→ **EXERCISE DATA**

* * *

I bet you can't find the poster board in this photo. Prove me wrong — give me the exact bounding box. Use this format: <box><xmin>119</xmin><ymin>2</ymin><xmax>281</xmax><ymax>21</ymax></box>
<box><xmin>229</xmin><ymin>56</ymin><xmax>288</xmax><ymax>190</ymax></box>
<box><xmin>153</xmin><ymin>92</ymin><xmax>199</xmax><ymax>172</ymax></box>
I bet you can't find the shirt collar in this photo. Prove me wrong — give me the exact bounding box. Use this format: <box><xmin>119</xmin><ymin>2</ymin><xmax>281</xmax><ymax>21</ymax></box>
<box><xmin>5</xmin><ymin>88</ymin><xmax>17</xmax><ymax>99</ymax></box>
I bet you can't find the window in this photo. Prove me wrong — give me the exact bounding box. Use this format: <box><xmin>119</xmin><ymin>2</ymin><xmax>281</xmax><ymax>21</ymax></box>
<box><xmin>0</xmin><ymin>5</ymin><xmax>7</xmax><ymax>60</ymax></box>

* * *

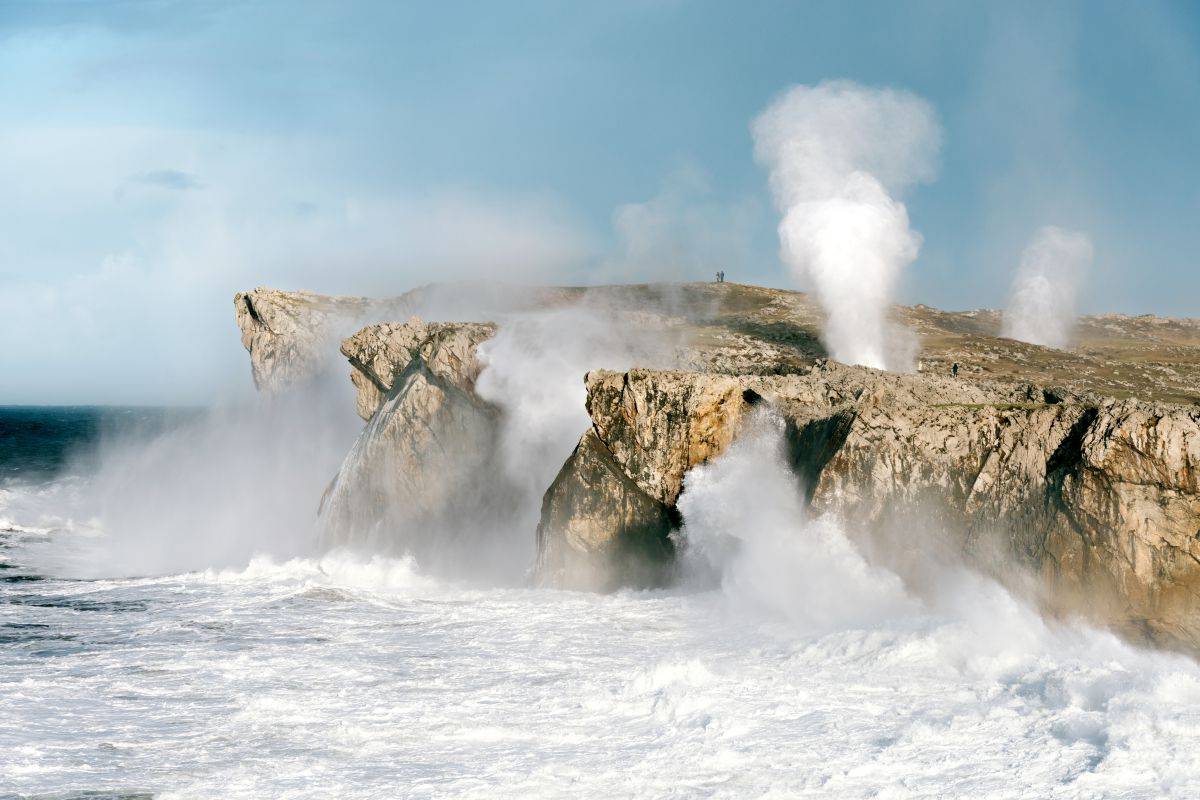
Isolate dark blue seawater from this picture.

* * *

→ **GIVEN REQUEST**
List every line above that contains the word "bounding", copying each line in full. Case matters.

→ **REPLY**
I bet you can't find the poster board in this photo. Prove me wrong — give me the exact bounding box. Use this format: <box><xmin>119</xmin><ymin>2</ymin><xmax>281</xmax><ymax>21</ymax></box>
I bet you can't find the shirt collar in this photo. Prove me wrong — give me the exact bounding box. Use this format: <box><xmin>119</xmin><ymin>2</ymin><xmax>281</xmax><ymax>21</ymax></box>
I bet you can't find the window in this photo. Prove me wrong — give me the exact bounding box. Use this format: <box><xmin>119</xmin><ymin>2</ymin><xmax>281</xmax><ymax>21</ymax></box>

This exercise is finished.